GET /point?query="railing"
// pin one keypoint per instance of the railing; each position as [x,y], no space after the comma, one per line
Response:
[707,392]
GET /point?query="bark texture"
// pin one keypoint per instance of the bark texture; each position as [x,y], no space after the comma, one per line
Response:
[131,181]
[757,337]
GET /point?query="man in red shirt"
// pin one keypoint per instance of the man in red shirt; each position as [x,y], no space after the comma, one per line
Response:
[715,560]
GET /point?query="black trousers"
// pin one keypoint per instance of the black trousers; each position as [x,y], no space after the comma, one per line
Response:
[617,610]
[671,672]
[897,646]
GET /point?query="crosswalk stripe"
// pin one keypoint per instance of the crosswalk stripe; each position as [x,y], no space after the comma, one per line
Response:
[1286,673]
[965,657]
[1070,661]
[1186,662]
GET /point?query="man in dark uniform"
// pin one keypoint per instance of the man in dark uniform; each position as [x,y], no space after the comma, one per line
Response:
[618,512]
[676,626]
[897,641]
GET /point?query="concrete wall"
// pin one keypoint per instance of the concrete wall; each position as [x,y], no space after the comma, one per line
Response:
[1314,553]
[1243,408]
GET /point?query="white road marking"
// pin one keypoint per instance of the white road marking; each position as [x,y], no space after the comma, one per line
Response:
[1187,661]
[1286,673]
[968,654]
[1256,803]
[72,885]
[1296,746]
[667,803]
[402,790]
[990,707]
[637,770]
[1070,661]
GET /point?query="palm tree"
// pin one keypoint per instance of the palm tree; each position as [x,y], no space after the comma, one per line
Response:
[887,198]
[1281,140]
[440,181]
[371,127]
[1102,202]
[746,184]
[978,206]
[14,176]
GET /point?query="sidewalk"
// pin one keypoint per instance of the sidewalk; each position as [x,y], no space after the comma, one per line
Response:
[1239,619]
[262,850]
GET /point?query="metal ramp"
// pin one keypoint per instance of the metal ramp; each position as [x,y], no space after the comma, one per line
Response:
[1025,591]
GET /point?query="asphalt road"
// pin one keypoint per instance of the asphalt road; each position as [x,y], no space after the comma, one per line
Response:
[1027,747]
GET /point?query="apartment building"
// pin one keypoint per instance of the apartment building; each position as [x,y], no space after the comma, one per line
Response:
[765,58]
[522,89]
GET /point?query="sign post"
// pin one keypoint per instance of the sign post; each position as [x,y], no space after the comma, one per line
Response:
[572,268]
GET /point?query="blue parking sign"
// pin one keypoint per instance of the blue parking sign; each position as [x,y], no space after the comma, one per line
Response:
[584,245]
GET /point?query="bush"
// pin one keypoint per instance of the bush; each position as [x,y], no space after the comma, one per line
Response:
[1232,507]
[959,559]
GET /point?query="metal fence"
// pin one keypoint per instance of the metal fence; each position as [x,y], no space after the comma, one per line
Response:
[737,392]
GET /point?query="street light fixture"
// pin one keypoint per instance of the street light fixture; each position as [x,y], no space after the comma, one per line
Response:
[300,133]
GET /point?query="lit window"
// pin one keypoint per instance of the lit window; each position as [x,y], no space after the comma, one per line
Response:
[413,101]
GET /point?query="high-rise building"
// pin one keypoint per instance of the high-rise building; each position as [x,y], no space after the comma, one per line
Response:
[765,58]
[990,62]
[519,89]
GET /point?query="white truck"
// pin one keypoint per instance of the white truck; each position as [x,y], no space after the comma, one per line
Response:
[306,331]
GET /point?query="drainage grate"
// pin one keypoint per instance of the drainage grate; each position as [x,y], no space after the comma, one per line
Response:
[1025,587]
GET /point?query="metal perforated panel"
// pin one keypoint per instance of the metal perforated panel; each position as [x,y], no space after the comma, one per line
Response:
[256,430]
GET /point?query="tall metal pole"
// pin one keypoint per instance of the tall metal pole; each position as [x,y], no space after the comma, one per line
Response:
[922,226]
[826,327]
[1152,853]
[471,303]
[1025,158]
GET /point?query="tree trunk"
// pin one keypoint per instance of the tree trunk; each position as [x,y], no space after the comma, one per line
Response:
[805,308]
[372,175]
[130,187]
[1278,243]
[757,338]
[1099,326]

■ WHAT IS BEING ASKED
Return every entry exactly as given.

■ REPLY
GET /point?query="railing"
// pin one keypoint per instance of the railing; each position as [x,y], no space after the comma, one per line
Response:
[707,392]
GET /point?query="bark texture"
// pin one keypoint per instance of the bark texture; each position as [x,y], no space after the comma, one per line
Response:
[131,181]
[757,337]
GET /point?query="man in red shirt"
// pin one keypoint per instance of the man in red shirt; each position as [x,y], no space after the comma, one per line
Response:
[715,560]
GET /point?query="black trousers"
// pin one keypoint per instance of the black trousers; each position as [x,y], no space after the comma, one per line
Response:
[617,610]
[671,672]
[897,646]
GET /point?query="crosswalk stripe"
// pin one keypoint per instance of the crosswalk stripe; each position as [x,y], no space after the comma, one per line
Response:
[1286,673]
[965,657]
[1070,661]
[1186,662]
GET /point?query="man in dark uniform"
// pin one keypoint per instance of the man in dark uniform; each position as [x,y], no space after the comma, one per line
Response:
[618,512]
[676,626]
[897,641]
GET /point?query="concrete wall"
// pin one keypoint per instance of the concrete wall; each position as [x,y], no space after the comma, one per line
Response:
[1314,553]
[1243,408]
GET /point?query="white road marking"
// pin one keypoint per instance of the white road marking; each position as [x,y], no space after the comma, one per line
Response:
[1187,661]
[1286,673]
[968,654]
[1256,803]
[72,885]
[1296,746]
[667,803]
[402,790]
[990,707]
[637,770]
[1070,661]
GET /point?query="palm tree"
// pin one keypoint per instance of the palm tree; each position as [x,y], no space after the comma, one per line
Response:
[887,198]
[1281,140]
[440,181]
[371,127]
[1102,202]
[746,184]
[978,206]
[14,176]
GET /point?query="sidewalk"
// pin one keypoint per instance of the sidewalk; each position as [x,y], no space after the comma, one per line
Response:
[1239,619]
[262,850]
GET /point?query="metal ramp"
// pin one keypoint per instance of the metal ramp; each position as [x,y], no space after the comma, one per line
Response:
[1025,591]
GET /point?query="asphalt road"
// pin one keypoint per instance of the asphalt road; each position as [x,y], no space after the comma, one per line
Response:
[1027,747]
GET /point?query="apartment building"
// pin one keypoint per instance of the apartment building; each position as [x,y], no space after the comma, one per line
Response:
[765,58]
[522,89]
GET /point?query="sign post"
// pin one keypoint per instance of the sign post; each position as [x,y], no space after the comma, one per line
Response:
[572,268]
GET /point?query="blue parking sign"
// pin one keypoint per instance of the blue parking sign; each position as [x,y], no space after the comma, one per line
Response:
[584,245]
GET /point?query="bush"
// pin one keypoint per instance of the bush; each position as [x,y], no space after the comma, one per line
Response:
[1232,507]
[959,559]
GET /point?query="metal fence"
// pin one keypoint per instance of the metal fence; each position as [x,y], no space after the comma, one per line
Response:
[737,392]
GET /point?query="street light fixture"
// pin one keypoint per instance of the street light fixture; each position as [x,y], no space after the comma, one per line
Response:
[300,133]
GET /point?query="lit window"
// pin one keypoint per instance of the lit window; each position as [x,y], no space after the comma, one per line
Response:
[413,101]
GET /point?query="high-rise building"
// pin one keypoint per instance of the high-rise building; each position as [x,y], no space after the comma, one per line
Response:
[765,58]
[990,62]
[519,89]
GET /point?query="white truck"
// pin one keypoint per instance of the white truck; each position as [x,y], no space after the comma, one per line
Response:
[306,331]
GET /point?query="drainage grate"
// pin one keypoint per instance of the drainage grate; each position as [x,y], no space after the comma, one per line
Response:
[1025,587]
GET /point?query="metal perforated panel"
// pin one keypoint per instance of the metal perforated panel; each position as [x,y], no space after the comma, one per line
Response:
[256,430]
GET /point?query="tall metal pole"
// pin one keypoint per instance of the tall metal pole; each position as [x,y], no space after the comma, one per line
Response:
[922,226]
[826,327]
[1152,853]
[471,303]
[1025,158]
GET /point?query="tree trunk"
// pin one keypoint per instance of the tree trunk; each position as [x,y], no space after the comma, one per line
Response:
[805,308]
[372,175]
[130,187]
[1278,243]
[757,338]
[1099,326]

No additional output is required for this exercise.